◆ **Task to complete**
Look at the entries below and reproduce them exactly.

-------- Exercise input --------

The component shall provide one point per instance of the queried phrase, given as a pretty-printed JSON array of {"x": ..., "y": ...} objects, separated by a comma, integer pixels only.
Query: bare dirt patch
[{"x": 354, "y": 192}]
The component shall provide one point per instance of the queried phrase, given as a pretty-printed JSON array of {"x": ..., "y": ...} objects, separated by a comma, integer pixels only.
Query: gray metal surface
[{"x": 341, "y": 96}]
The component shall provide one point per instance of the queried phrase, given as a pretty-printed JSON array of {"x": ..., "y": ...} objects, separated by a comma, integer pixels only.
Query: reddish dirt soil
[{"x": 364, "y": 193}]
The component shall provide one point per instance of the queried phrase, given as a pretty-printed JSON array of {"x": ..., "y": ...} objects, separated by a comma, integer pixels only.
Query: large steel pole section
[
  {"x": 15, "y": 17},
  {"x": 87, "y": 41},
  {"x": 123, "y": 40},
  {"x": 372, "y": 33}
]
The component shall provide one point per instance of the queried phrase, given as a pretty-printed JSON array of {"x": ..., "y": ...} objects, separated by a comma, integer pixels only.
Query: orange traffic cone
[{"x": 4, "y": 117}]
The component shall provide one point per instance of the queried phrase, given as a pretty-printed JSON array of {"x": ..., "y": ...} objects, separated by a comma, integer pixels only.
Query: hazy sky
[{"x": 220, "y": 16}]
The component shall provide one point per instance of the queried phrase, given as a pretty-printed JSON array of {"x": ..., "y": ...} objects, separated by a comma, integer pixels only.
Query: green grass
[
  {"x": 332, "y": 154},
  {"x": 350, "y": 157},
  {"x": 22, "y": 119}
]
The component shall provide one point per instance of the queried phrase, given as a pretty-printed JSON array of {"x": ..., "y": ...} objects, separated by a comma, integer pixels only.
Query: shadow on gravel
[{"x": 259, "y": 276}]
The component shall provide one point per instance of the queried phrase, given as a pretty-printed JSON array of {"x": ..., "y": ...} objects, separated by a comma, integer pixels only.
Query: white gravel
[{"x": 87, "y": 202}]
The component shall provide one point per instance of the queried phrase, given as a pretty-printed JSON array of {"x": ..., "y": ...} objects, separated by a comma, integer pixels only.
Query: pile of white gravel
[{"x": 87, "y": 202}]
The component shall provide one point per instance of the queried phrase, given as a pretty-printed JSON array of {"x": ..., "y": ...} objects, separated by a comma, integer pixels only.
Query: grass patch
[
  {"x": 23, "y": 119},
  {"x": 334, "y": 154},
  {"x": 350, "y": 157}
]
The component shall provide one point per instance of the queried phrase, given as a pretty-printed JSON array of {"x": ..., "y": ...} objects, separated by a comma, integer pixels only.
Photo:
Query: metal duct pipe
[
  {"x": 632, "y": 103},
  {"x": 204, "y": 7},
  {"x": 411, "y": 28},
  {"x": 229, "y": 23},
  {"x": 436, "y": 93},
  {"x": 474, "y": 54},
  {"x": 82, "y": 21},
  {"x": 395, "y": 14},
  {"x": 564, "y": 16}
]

--------

◆ **Expected answer**
The component shall provide one point per instance of the queried phrase, given as a pretty-printed JSON array of {"x": ..., "y": ...} objects, separated by a comma, integer pixels only.
Query: bare dirt patch
[{"x": 354, "y": 192}]
The component shall provide one point per instance of the queried phrase, given as a pretty-printed JSON array of {"x": ..., "y": ...} objects, separated by a comma, integer pixels only.
Query: gray metal surface
[{"x": 341, "y": 96}]
The component shall provide one point per instance of the queried phrase, given as a pretty-printed JSON array of {"x": ..., "y": ...} objects, separated by a comma, integer pixels only.
Query: reddish dirt soil
[{"x": 364, "y": 193}]
The component shall provide one point per instance of the queried phrase, given as a pretty-printed JSON array of {"x": ..., "y": ...} objects, separated by a comma, integer pixels only.
Query: large steel pole section
[
  {"x": 15, "y": 17},
  {"x": 87, "y": 41},
  {"x": 123, "y": 40},
  {"x": 372, "y": 33}
]
The component shall provide one point per instance of the queried phrase, given as a pretty-printed JSON array of {"x": ..., "y": ...} objects, separated by a comma, integer pixels only.
Query: orange traffic cone
[{"x": 4, "y": 117}]
The component shall provide one point per instance of the queried phrase, given as a pretty-printed JSON array of {"x": ..., "y": ...} objects, separated by a comma, integer pixels only.
Query: hazy sky
[{"x": 220, "y": 16}]
The component shall provide one point per instance of the queried phrase, given as a pretty-printed JSON array of {"x": ..., "y": ...} objects, separated by a comma, integer pixels only.
Query: green grass
[
  {"x": 332, "y": 154},
  {"x": 350, "y": 157},
  {"x": 22, "y": 119}
]
The component shall provide one point per instance of the queried phrase, given as a pretty-printed JSON array of {"x": ..., "y": ...} objects, separated by a comma, integer pixels only.
Query: shadow on gravel
[{"x": 259, "y": 276}]
The component shall provide one point per instance of the queried phrase, given as a pretty-printed JSON array of {"x": ..., "y": ...} objects, separated by a comma, integer pixels only.
Query: white gravel
[{"x": 87, "y": 202}]
The component shall provide one point per instance of the queried phrase, given as a pretty-printed JSON array of {"x": ..., "y": ...} objects, separated by a comma, integer pixels only.
Query: pile of white gravel
[{"x": 87, "y": 202}]
The component shall provide one point per instance of the queried phrase, given as a pretty-printed JSON array of {"x": ..., "y": ...} objects, separated by a comma, integer pixels only.
Query: grass patch
[
  {"x": 23, "y": 119},
  {"x": 334, "y": 154},
  {"x": 350, "y": 157}
]
The component shall provide one point per instance of the queried phrase, given as a pretty-printed JSON array of {"x": ..., "y": ...} objects, separated by a comma, integer pixels only.
Photo:
Query: metal duct pipe
[
  {"x": 632, "y": 103},
  {"x": 204, "y": 7},
  {"x": 411, "y": 28},
  {"x": 229, "y": 23},
  {"x": 436, "y": 93},
  {"x": 474, "y": 54},
  {"x": 82, "y": 21},
  {"x": 395, "y": 14},
  {"x": 564, "y": 16}
]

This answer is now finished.